## BEGIN

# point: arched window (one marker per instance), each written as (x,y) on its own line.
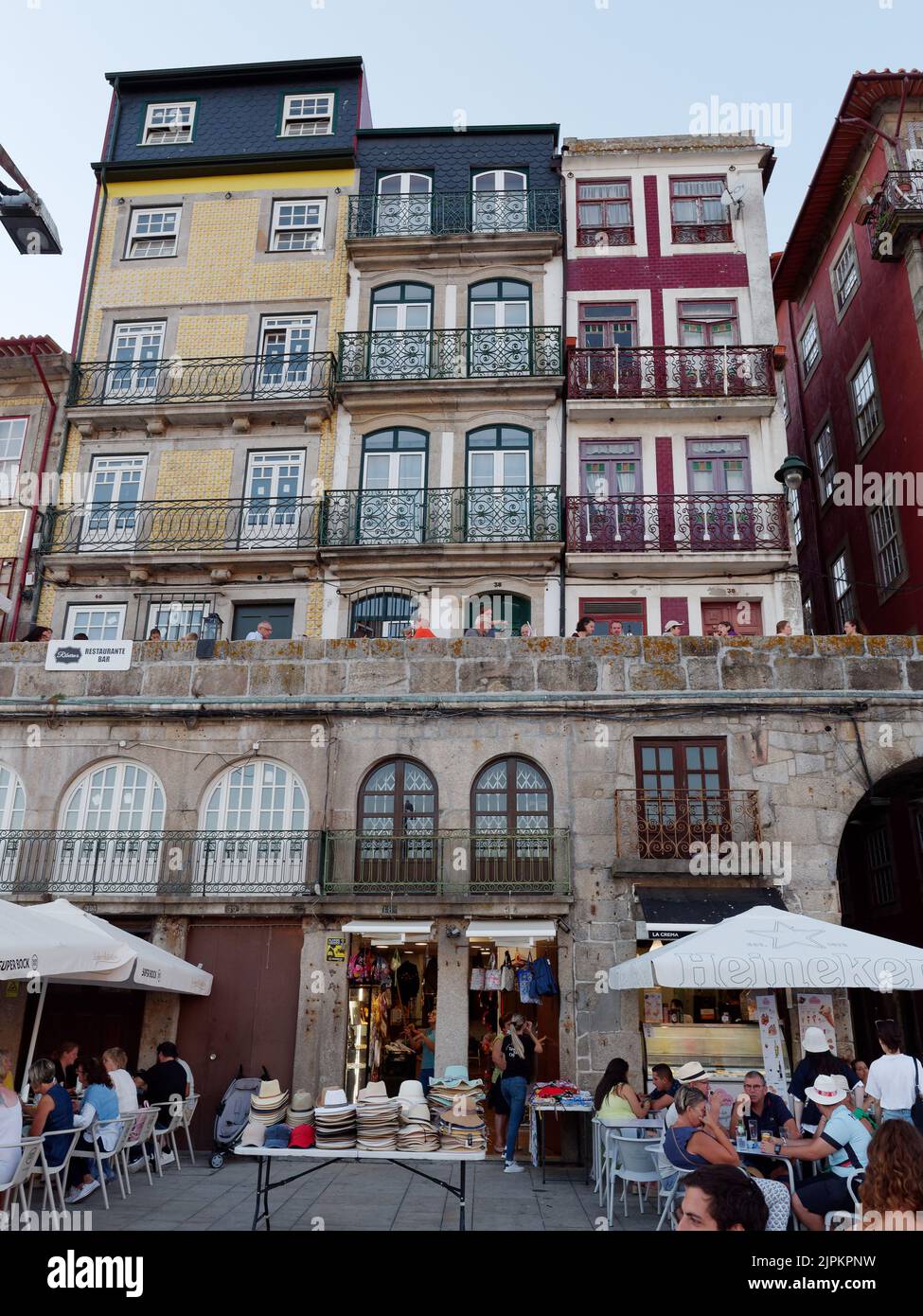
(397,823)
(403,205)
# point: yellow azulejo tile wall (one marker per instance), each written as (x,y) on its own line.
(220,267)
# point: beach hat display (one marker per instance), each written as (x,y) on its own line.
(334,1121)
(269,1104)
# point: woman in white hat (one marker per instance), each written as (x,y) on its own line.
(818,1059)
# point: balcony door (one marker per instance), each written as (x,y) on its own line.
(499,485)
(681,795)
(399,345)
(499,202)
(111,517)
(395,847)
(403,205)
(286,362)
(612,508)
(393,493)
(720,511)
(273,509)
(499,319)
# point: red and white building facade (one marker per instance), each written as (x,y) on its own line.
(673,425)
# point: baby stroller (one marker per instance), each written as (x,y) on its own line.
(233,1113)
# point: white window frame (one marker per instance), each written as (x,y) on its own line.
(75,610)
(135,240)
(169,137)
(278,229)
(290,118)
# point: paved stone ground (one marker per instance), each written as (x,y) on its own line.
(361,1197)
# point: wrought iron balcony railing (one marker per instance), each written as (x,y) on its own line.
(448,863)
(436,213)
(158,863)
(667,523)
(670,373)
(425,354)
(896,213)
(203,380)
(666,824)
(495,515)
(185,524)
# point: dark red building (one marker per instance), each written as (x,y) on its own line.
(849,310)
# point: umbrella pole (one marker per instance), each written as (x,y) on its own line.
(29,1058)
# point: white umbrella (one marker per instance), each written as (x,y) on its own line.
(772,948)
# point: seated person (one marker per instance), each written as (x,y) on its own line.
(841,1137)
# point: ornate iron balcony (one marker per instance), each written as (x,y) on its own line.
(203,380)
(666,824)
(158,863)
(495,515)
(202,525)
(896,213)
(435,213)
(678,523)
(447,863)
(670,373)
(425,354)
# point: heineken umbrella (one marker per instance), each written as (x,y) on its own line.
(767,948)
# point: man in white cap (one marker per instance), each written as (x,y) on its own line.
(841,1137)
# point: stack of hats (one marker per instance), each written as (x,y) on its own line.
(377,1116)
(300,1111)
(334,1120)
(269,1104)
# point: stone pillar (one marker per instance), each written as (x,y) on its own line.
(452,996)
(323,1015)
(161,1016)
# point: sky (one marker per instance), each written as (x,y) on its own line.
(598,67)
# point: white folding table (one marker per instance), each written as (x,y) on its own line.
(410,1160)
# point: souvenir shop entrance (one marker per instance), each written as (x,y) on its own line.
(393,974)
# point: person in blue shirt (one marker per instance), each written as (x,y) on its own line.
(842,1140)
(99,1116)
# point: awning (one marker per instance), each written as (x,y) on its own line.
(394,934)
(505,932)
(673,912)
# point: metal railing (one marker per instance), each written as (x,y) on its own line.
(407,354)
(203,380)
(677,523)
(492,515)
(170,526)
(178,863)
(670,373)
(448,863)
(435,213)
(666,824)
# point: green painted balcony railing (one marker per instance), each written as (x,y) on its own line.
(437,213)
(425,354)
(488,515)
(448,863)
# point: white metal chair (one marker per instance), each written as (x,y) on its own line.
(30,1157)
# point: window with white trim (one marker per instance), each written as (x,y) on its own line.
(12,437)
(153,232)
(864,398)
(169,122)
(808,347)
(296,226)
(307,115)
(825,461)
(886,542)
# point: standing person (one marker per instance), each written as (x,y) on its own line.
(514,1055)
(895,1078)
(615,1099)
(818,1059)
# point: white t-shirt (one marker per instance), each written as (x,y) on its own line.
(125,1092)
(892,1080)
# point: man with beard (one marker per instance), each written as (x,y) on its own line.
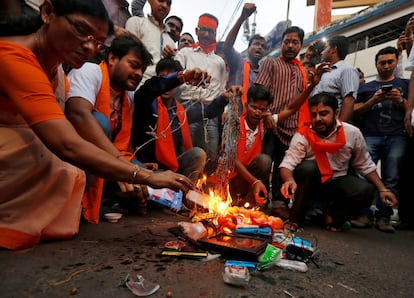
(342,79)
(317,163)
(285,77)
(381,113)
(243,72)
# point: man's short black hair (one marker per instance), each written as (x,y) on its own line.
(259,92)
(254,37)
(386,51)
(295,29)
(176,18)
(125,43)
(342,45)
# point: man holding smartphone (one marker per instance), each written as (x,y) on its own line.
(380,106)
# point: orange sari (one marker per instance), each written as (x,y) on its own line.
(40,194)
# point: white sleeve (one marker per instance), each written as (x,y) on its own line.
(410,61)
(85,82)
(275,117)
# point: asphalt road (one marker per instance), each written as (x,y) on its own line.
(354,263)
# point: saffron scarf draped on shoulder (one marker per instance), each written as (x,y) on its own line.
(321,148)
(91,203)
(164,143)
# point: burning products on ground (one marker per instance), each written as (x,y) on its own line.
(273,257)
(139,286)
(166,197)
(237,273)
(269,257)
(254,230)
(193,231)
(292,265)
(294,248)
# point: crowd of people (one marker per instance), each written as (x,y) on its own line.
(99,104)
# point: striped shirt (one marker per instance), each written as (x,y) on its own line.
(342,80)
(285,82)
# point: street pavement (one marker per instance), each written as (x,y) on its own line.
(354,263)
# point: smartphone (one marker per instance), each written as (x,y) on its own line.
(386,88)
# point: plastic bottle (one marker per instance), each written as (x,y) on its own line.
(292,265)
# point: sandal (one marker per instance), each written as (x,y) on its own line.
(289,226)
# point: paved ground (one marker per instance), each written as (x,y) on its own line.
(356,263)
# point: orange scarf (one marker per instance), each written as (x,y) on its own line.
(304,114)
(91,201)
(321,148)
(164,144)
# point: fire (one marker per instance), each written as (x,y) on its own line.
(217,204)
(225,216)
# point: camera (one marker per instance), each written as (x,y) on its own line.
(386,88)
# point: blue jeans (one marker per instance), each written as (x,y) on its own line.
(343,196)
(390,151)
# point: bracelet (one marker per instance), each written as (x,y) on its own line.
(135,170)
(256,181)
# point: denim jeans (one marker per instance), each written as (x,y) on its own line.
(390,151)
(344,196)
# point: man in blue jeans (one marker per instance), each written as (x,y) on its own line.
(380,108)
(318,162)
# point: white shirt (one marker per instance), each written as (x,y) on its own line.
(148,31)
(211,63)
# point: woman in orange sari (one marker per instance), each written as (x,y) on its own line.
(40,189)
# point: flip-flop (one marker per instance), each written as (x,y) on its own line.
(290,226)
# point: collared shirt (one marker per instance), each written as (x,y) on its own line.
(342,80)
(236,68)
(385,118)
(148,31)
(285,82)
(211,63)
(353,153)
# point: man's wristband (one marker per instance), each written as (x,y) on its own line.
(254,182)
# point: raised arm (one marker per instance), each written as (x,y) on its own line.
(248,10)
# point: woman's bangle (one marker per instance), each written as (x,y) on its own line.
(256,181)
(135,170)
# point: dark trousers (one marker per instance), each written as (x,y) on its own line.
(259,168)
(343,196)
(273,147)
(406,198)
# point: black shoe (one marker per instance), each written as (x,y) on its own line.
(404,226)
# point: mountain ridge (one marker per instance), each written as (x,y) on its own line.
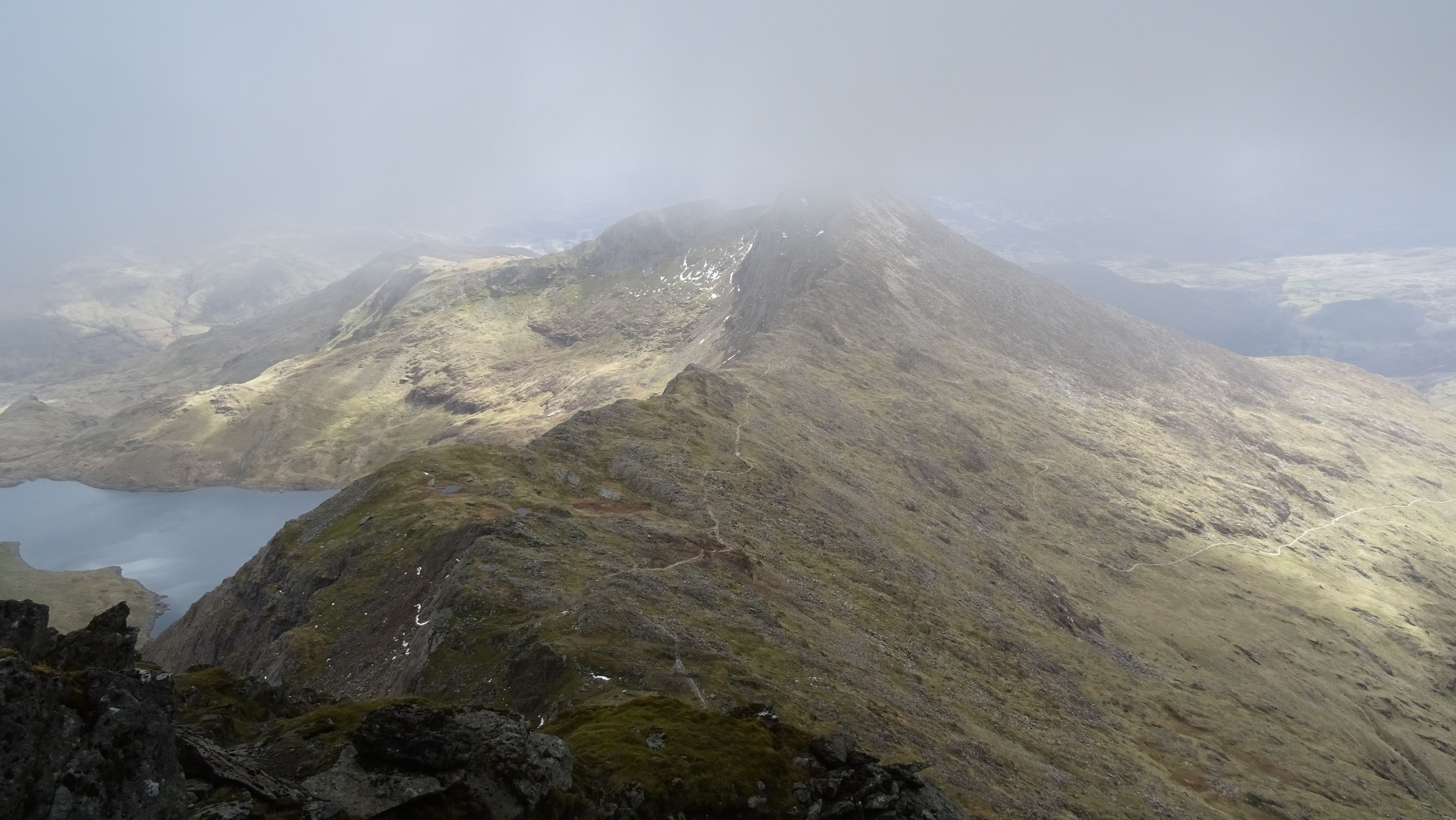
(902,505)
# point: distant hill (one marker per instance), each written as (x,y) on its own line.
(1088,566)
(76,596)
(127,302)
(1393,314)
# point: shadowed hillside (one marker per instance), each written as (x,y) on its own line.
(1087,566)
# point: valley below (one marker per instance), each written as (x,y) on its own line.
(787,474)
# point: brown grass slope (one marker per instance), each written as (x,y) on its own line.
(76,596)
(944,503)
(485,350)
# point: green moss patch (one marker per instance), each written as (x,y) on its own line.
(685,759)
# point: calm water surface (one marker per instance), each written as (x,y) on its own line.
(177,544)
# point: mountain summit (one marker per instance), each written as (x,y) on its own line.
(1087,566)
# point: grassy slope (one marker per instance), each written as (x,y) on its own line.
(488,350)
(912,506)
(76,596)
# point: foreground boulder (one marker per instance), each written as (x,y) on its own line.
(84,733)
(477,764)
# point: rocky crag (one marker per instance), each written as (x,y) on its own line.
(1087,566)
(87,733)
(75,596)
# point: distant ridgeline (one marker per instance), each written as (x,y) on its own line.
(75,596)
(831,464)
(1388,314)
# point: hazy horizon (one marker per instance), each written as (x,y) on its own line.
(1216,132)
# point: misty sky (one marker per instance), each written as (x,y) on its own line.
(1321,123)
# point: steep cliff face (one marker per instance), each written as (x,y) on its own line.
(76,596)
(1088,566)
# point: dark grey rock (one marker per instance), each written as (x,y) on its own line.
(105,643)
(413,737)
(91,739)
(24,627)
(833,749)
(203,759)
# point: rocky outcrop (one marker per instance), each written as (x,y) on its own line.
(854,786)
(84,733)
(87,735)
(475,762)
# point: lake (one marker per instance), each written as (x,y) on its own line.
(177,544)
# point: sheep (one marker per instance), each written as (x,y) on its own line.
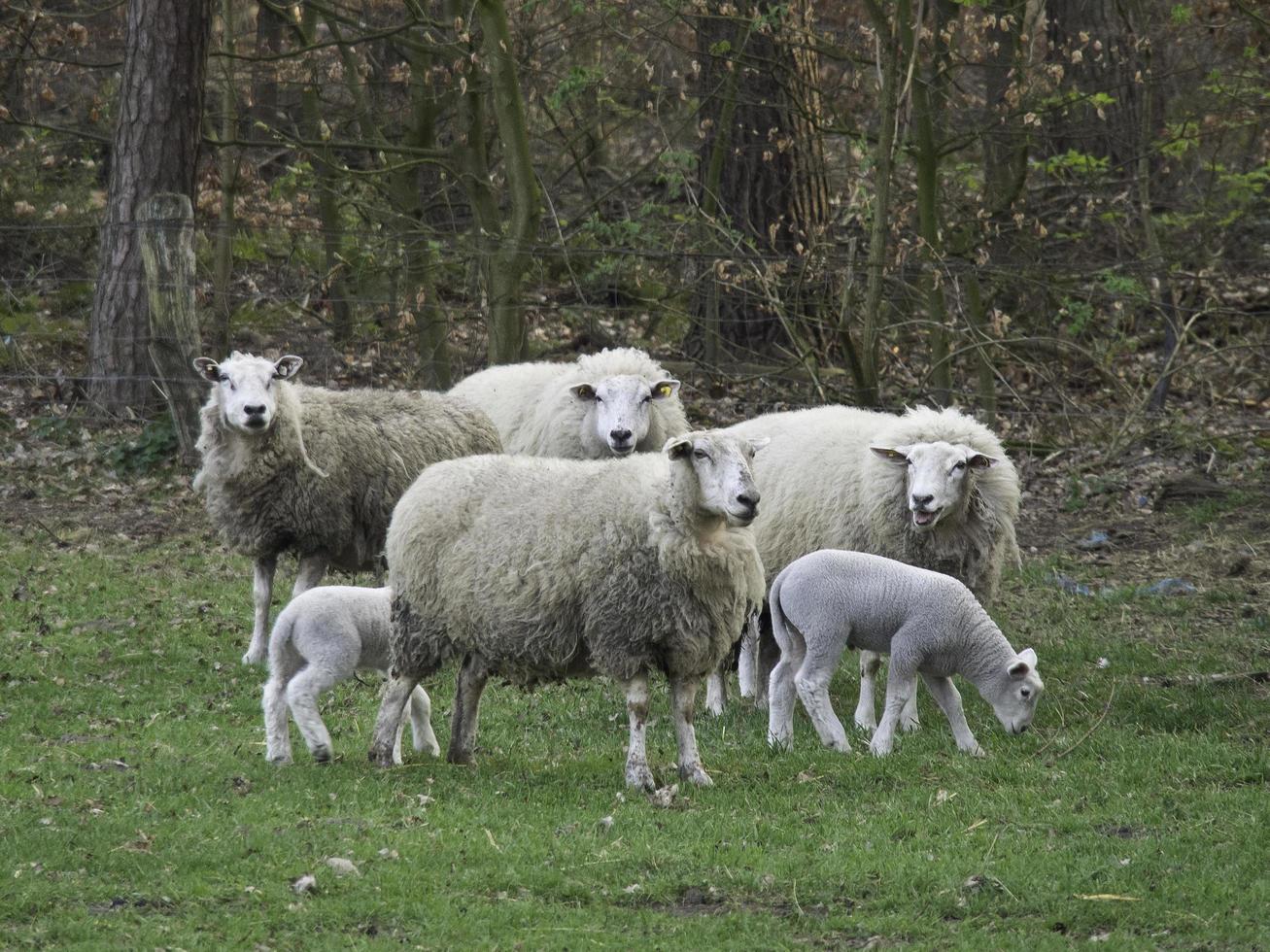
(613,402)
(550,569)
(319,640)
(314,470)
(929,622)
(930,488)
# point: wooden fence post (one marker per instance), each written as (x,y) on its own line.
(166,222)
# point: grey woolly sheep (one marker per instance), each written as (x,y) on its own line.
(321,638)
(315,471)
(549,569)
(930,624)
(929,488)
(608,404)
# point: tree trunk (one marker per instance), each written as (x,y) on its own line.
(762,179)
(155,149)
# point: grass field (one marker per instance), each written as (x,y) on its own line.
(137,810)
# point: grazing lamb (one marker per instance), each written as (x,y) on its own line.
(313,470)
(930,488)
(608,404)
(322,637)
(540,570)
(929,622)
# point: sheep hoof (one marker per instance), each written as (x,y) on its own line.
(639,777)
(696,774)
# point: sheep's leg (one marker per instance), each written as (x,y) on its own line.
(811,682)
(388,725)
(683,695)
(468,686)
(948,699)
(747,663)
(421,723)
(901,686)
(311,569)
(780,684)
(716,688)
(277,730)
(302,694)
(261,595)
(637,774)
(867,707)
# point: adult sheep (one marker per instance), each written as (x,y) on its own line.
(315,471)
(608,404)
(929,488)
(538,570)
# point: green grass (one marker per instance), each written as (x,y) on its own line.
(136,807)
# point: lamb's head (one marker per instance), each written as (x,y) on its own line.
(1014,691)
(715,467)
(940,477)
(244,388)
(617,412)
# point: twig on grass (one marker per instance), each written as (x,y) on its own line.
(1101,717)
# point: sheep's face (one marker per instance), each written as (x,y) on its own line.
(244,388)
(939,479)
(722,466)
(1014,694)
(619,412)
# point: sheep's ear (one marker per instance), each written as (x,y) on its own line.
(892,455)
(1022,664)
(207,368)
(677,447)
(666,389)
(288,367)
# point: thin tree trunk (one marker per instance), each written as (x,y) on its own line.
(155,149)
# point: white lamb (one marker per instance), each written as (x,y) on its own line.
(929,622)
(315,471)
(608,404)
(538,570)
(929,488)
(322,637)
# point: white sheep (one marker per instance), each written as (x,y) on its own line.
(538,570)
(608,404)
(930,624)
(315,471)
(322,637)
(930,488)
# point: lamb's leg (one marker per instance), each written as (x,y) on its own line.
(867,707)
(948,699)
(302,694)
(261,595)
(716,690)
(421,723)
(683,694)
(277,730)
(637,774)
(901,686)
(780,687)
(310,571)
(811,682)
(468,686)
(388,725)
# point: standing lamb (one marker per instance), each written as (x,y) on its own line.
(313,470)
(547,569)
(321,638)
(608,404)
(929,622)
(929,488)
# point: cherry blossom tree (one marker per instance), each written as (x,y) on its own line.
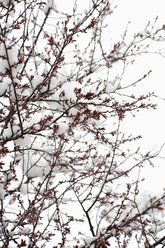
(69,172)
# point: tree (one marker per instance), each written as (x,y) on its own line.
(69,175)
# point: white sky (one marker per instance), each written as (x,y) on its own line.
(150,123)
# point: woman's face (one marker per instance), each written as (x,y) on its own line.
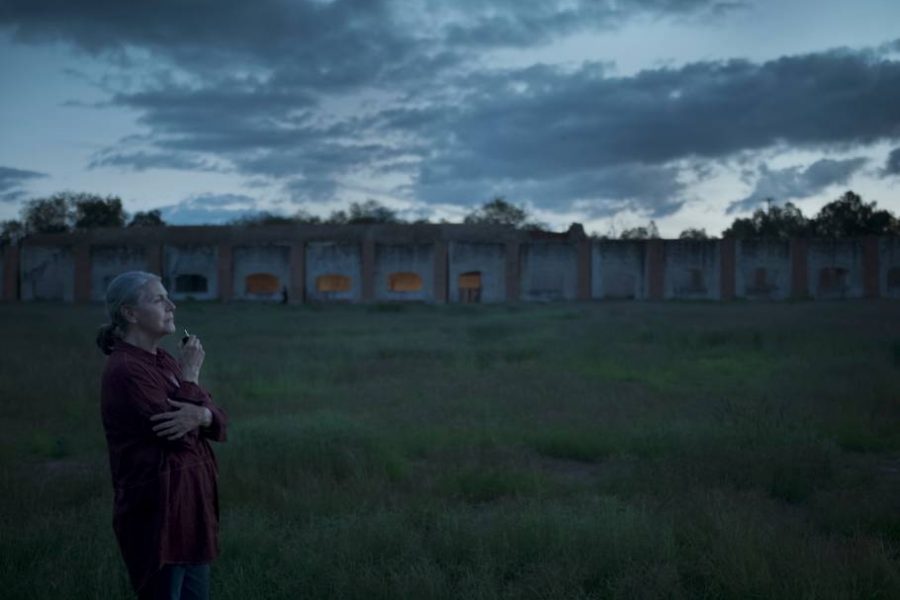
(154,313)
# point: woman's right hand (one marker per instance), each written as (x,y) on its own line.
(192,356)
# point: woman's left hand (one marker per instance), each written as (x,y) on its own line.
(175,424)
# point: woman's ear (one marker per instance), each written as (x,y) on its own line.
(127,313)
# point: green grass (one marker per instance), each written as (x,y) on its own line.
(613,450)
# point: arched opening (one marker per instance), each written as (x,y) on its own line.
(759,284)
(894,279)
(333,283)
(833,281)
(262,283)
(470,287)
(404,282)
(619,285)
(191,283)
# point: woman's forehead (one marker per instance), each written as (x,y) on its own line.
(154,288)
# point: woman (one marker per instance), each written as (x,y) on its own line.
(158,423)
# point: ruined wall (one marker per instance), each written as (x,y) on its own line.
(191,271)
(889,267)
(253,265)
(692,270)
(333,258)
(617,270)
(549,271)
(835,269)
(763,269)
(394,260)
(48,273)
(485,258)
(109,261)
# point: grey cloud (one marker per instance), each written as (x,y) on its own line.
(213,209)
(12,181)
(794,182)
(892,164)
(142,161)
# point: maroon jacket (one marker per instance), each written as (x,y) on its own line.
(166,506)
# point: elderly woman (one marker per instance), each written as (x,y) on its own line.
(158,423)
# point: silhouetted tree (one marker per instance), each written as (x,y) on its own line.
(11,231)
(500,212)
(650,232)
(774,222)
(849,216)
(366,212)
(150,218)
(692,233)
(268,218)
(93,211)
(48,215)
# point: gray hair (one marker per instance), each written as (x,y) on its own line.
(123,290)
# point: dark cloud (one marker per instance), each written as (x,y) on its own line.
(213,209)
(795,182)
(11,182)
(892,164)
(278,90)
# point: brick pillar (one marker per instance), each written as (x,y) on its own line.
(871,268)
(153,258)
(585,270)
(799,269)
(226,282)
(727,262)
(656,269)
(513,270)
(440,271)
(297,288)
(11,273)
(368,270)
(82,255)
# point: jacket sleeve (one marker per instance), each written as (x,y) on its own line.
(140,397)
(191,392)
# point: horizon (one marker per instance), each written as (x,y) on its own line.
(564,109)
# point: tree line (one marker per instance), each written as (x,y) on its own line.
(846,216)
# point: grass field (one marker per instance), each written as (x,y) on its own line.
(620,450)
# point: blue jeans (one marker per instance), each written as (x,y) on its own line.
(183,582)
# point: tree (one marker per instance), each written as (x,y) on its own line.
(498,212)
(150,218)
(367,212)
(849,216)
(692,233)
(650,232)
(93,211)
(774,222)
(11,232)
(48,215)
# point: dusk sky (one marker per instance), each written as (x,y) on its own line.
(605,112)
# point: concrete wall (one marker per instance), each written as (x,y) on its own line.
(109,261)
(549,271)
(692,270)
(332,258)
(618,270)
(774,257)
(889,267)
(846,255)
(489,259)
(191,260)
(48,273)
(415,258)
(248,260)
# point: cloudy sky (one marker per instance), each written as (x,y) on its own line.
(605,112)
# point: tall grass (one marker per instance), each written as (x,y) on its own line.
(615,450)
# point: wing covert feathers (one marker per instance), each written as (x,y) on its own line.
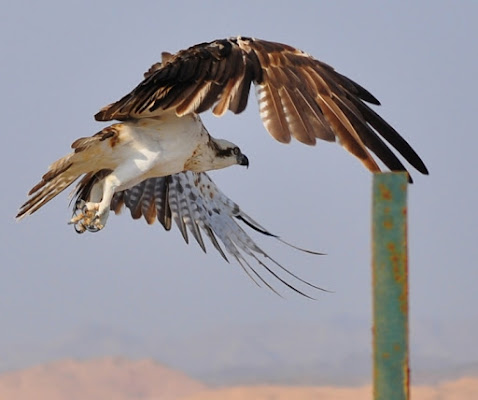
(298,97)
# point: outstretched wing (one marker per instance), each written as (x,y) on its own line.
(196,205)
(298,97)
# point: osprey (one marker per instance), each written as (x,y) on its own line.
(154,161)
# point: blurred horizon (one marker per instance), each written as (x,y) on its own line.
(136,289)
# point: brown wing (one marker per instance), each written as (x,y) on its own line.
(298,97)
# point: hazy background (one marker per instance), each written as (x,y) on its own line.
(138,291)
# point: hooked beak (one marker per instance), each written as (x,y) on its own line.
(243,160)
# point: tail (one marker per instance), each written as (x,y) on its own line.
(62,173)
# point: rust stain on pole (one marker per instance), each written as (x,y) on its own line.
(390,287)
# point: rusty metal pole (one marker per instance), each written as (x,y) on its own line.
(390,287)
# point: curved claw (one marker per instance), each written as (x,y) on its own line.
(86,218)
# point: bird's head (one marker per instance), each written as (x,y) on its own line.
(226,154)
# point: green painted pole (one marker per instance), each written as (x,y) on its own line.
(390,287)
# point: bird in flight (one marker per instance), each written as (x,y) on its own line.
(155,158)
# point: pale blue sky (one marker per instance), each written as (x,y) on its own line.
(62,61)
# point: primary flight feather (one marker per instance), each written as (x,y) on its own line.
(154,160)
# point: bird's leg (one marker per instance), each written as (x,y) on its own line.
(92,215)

## END

Problem description:
Leaving the pictures out, set down exactly the lines from the one with "# point: tall" through the end of the records.

Exercise output:
# point: tall grass (one marker per instance), each written as (x,y) on its own line.
(615,450)
# point: wing covert feathers (one marker per instance), each written as (x,y) on its own line.
(298,97)
# point: outstretched wing (one marker per instance), each written as (x,y) on its own line.
(196,205)
(298,97)
# point: osprey (one marker per instance), each written as (x,y) on its own line.
(154,161)
# point: blurred horizon (one marker per instance), each written as (x,y) on its own line.
(136,289)
# point: brown wing (one marker per instance), each written as (x,y) on its own line.
(298,97)
# point: hazy background (one marker per instance), each written as (x,y) on its own line.
(138,291)
# point: hooked beak (one marker per instance), each written as (x,y) on its own line.
(243,160)
# point: tail (one marker per instance), each written as (x,y) on its own line.
(62,173)
# point: rust stain on pole (one marker per instance), each written as (x,y) on its own line.
(390,287)
# point: rusty metal pole (one marker per instance), each written as (x,y) on its own line.
(390,287)
# point: curved claw (one marker per instance), each written as (x,y) on its own line.
(86,218)
# point: bird's head (one marker per instance), each written as (x,y) on its own line.
(226,154)
# point: green painted pole (one marker per instance), each written as (x,y) on its own line.
(390,287)
# point: bird in flight (one marker per instance), each written as (x,y) on its own line.
(155,158)
# point: pale blue sky (one marker per instance), each written as (x,y) on its own line.
(62,61)
# point: primary flight feather (one marker per instance), each written as (x,y) on its own line.
(154,160)
# point: bird's leg (one marker per instance), each written as (x,y) on its own line.
(92,215)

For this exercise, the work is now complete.